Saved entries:
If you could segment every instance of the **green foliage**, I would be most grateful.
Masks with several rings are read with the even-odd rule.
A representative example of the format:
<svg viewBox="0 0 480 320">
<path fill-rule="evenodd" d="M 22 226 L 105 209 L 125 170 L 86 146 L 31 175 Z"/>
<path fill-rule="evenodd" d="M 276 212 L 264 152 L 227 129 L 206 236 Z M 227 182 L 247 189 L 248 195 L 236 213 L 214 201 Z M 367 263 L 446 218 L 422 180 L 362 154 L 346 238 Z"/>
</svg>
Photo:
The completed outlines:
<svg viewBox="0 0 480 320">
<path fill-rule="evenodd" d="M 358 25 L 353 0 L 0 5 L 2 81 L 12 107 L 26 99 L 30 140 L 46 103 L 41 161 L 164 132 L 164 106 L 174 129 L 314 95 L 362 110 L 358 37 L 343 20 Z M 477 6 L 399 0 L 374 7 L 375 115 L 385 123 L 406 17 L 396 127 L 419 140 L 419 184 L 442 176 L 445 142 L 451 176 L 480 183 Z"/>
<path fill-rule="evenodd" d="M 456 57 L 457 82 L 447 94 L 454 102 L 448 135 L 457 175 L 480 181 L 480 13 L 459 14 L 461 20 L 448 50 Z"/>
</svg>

▸ **Problem statement**:
Your answer must consist only of the lines from the start of the records above through the line with "22 226 L 105", each retyped exactly.

▸ **Solution to this task**:
If you could segment every instance of the **green foliage**, I would be most grateful.
Masks with several rings are read with the even-odd rule.
A representative example of the format:
<svg viewBox="0 0 480 320">
<path fill-rule="evenodd" d="M 22 226 L 105 209 L 125 170 L 86 146 L 31 175 Z"/>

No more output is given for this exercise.